[Point localization data]
■ ■ ■ ■ ■

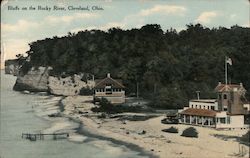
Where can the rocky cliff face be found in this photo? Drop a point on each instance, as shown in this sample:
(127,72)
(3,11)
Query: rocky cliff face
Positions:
(39,80)
(11,67)
(35,80)
(70,85)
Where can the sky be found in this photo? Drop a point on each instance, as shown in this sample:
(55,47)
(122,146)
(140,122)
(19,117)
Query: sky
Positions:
(29,23)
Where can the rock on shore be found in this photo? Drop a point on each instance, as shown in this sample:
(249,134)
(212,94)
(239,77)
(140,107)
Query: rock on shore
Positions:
(39,80)
(35,80)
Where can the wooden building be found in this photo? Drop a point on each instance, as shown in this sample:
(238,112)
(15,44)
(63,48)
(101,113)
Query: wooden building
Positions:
(111,89)
(227,111)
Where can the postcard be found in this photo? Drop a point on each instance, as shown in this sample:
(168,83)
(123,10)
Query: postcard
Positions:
(125,79)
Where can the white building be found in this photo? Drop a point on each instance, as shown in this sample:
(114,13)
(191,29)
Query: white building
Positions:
(210,104)
(224,112)
(111,89)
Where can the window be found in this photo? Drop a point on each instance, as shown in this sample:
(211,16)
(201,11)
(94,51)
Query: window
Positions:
(223,120)
(219,96)
(225,96)
(228,119)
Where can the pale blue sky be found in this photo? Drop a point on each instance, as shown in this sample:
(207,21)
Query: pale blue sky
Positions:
(18,28)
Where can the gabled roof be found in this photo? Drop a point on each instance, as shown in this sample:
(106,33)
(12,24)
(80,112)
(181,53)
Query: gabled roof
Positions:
(199,112)
(204,100)
(229,87)
(108,80)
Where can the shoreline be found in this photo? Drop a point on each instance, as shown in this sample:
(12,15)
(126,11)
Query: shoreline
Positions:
(81,128)
(154,142)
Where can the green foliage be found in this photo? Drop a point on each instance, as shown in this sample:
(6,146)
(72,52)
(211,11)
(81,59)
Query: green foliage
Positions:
(171,130)
(168,66)
(190,132)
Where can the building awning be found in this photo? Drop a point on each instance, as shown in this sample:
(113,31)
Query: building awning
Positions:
(199,112)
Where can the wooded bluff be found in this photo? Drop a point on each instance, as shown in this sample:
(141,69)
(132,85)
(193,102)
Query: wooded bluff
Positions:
(168,66)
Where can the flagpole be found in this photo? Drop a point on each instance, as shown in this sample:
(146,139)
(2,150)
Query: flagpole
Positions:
(226,70)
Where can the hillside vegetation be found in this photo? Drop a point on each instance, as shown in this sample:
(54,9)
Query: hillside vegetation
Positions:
(168,66)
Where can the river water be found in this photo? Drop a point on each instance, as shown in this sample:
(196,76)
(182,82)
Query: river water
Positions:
(19,114)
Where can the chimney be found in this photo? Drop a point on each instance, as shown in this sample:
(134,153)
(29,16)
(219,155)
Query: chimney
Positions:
(108,75)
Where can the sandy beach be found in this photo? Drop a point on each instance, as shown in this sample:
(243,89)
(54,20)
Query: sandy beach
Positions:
(211,143)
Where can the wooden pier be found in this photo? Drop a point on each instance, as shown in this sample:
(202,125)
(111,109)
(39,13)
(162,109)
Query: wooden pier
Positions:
(40,136)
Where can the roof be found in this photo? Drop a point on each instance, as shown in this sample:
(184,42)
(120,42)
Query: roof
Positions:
(199,112)
(108,80)
(229,87)
(204,100)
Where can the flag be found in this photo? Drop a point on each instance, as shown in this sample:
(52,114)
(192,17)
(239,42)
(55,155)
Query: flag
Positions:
(229,61)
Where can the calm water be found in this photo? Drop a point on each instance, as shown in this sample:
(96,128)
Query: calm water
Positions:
(17,116)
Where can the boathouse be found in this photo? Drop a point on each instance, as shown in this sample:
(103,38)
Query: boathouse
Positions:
(227,111)
(111,89)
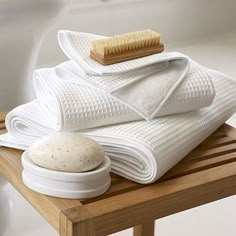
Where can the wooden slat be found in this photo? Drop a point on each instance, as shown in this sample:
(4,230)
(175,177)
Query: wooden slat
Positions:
(159,200)
(185,168)
(146,228)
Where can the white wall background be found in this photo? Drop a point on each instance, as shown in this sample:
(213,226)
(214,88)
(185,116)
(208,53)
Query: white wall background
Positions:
(179,21)
(204,29)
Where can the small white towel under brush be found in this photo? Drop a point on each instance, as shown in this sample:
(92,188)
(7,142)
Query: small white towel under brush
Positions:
(141,151)
(145,84)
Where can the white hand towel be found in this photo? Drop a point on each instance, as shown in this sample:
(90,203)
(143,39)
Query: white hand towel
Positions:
(141,151)
(71,103)
(148,82)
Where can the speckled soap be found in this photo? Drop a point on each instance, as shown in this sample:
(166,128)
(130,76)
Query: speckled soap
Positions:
(67,152)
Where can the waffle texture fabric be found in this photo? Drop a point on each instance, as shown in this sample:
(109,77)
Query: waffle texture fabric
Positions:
(72,103)
(141,150)
(144,84)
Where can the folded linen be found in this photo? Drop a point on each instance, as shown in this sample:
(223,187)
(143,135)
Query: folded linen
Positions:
(141,151)
(144,84)
(70,102)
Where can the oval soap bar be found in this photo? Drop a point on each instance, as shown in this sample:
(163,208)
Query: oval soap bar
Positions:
(66,152)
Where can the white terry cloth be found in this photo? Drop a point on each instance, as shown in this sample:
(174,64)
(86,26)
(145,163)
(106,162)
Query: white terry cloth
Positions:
(71,103)
(143,84)
(143,151)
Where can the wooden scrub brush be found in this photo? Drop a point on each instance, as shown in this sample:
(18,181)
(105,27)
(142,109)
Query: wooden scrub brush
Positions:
(126,47)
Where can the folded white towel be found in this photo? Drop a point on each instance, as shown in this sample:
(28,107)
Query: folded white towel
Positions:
(71,102)
(141,151)
(147,84)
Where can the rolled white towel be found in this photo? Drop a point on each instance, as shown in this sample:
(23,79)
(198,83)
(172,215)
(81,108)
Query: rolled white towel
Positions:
(141,151)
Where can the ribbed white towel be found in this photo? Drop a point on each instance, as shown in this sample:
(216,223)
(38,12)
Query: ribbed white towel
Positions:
(70,102)
(144,84)
(141,151)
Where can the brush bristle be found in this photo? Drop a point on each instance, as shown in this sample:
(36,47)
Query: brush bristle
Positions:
(126,42)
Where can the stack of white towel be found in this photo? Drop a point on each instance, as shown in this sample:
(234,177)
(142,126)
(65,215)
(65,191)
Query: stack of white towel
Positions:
(148,113)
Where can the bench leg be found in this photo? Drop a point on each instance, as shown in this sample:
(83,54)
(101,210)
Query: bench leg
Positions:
(145,229)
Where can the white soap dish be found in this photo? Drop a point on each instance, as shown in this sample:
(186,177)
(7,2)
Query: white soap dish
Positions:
(66,185)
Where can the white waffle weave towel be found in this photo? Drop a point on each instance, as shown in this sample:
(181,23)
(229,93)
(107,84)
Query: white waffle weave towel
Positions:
(141,151)
(70,102)
(144,84)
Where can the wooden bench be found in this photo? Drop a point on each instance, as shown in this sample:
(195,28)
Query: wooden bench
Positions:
(207,174)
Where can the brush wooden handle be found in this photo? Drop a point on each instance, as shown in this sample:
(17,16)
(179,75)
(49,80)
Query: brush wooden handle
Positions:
(125,56)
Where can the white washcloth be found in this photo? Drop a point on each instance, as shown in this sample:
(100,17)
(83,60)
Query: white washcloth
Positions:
(144,84)
(141,151)
(70,102)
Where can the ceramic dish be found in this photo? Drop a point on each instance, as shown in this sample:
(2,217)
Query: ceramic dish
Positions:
(64,184)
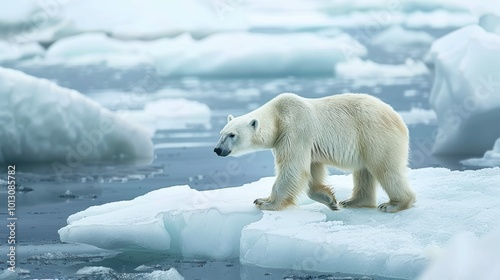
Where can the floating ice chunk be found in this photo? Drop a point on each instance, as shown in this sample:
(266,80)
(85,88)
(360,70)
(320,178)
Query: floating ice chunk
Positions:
(95,270)
(468,257)
(466,91)
(11,51)
(490,23)
(490,158)
(169,220)
(418,116)
(170,274)
(227,54)
(95,48)
(42,122)
(17,13)
(397,37)
(172,113)
(439,19)
(357,68)
(222,224)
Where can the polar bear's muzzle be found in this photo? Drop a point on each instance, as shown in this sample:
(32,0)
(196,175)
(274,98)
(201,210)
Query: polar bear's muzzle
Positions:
(223,148)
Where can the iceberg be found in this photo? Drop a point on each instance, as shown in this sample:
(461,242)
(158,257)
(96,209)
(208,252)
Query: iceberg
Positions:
(466,91)
(396,37)
(43,122)
(226,54)
(11,52)
(171,113)
(357,68)
(418,116)
(224,224)
(101,272)
(490,158)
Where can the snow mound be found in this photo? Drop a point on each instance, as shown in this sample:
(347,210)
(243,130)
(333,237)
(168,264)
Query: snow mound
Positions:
(11,52)
(173,113)
(490,23)
(222,224)
(13,14)
(170,274)
(490,158)
(101,272)
(97,48)
(418,116)
(396,37)
(227,54)
(468,257)
(42,122)
(466,91)
(357,68)
(95,270)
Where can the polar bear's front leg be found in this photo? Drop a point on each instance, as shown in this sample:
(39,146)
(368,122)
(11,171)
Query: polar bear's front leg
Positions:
(289,183)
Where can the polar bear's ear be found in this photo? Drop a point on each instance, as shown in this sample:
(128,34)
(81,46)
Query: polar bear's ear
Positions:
(254,123)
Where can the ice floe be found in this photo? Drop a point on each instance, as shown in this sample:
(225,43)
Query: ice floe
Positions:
(225,54)
(468,257)
(490,158)
(43,122)
(466,91)
(11,52)
(396,37)
(223,223)
(418,116)
(357,68)
(172,113)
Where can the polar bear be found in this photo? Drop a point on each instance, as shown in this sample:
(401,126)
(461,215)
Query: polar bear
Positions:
(355,132)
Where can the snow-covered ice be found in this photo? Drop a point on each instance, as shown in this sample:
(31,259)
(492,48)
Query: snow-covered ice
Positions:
(418,116)
(490,158)
(94,270)
(43,122)
(11,51)
(223,223)
(466,91)
(163,109)
(468,257)
(172,113)
(396,37)
(357,68)
(49,21)
(101,272)
(225,54)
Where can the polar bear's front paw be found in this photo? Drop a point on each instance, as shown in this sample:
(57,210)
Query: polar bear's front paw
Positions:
(356,203)
(266,204)
(260,201)
(389,207)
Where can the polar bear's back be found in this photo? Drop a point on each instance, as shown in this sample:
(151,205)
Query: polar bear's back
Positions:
(346,130)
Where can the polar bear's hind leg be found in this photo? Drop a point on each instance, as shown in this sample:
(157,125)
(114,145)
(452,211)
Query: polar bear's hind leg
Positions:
(318,191)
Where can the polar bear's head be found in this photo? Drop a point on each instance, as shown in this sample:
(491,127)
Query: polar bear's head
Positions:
(238,136)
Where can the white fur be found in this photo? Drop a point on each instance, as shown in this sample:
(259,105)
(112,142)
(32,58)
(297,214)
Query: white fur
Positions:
(354,132)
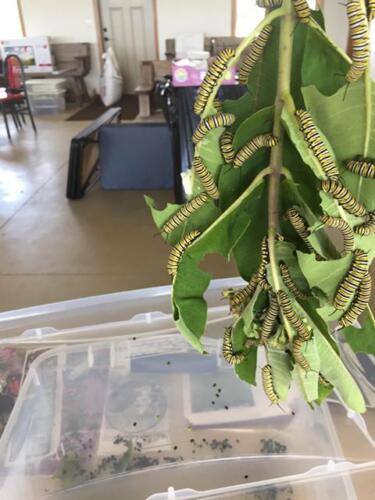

■ ■ ■ ■ ■

EXERCISE DESCRIPTION: Go through the records and gather the lines that hold "window".

ANSWER AREA:
Where can the window be found in this photo? Drop a point on each instance, as shown in this sample:
Query: window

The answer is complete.